─── Texto apresentado ───

11/04/2001 - 10:00
Uma bactéria encontrada nas águas turvas do rio Negro, na Amazônia, pode colocar o Brasil mais perto de tratar a doença de Chagas. Mais de 160 pesquisadores, doutores e alunos de 25 universidades de Norte a Sul do Brasil, além de 65 laboratórios paulistas, concentram-se em mapear a sequência genética da Chromobacterium violaceum. Investigada pela bioquímica santista Regina Vasconcellos Antônio há mais de uma década, a bactéria tem aplicações para a saúde, o meio ambiente e a mineração. Além da propriedade antibiótica, o microorganismo gera enzimas que poderiam retardar o envelhecimento, produz um plástico biodegradável e uma substância que separa o ouro do lixo. O caráter mil e uma utilidades chamou a atenção da gaúcha Tânia Creczynski-Pasa, que sugeriu a cromobactéria para ser o primeiro organismo sequenciado num esforço nacional de pesquisa genética.

───

Retome o texto sobre a bactéria do rio Negro a partir do ponto em que ele termina. Os registros abaixo provêm de uma fonte distinta da do texto.

─── Registros do conjunto ───

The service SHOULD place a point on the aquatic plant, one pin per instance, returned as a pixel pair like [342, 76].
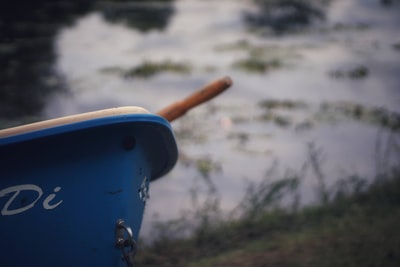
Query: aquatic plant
[284, 16]
[149, 68]
[256, 65]
[357, 72]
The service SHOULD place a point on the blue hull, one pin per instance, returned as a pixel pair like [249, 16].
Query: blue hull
[63, 189]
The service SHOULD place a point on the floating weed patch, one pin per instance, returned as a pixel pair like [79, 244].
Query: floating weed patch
[377, 116]
[259, 58]
[285, 113]
[282, 104]
[148, 69]
[282, 17]
[358, 72]
[396, 47]
[256, 65]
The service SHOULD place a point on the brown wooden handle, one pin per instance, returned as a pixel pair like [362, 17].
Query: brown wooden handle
[202, 95]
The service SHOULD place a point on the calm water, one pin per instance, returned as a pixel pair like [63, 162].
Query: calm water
[333, 83]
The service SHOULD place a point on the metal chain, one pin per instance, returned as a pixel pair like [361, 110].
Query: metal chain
[126, 245]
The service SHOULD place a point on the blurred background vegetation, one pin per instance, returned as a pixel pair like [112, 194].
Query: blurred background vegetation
[354, 221]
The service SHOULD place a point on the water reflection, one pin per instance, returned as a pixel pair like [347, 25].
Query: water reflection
[27, 47]
[333, 84]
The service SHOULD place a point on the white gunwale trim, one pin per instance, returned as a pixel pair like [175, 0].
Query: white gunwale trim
[26, 128]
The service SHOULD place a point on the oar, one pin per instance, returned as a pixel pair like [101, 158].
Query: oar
[202, 95]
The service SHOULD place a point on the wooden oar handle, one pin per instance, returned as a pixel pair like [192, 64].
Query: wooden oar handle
[202, 95]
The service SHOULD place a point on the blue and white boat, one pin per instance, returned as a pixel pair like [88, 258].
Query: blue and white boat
[73, 189]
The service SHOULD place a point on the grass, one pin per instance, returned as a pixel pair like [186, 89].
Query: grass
[358, 229]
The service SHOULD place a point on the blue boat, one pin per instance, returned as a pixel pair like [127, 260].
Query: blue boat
[73, 189]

───

* [Resultado da tarefa]:
O resultado do estudo sairá em um ano, mas serão precisos outros tantos para surgirem medicamentos feitos a partir das informações genéticas. Por enquanto, a fina flor da ciência brasileira tenta decifrar o código do organismo como um imenso quebra-cabeça. Cada universidade calcula seu quinhão da bactéria e envia os dados para uma central de bioinformática chefiada pela carioca Ana Tereza de Vasconcelos, em Petrópolis. Amparado por uma verba federal de R$ 11 milhões, o projeto é comandado pelo inglês Andrew Simpson, ironicamente um dos principais expoentes da genética brasileira. Como em outros estudos genéticos, o objetivo do programa é mapear a bactéria para depois registrar patentes que possam auxiliar na produção de drogas. “A escolha do organismo levou em conta a possibilidade de gerar produtos benéficos para o País”, diz Ana Tereza.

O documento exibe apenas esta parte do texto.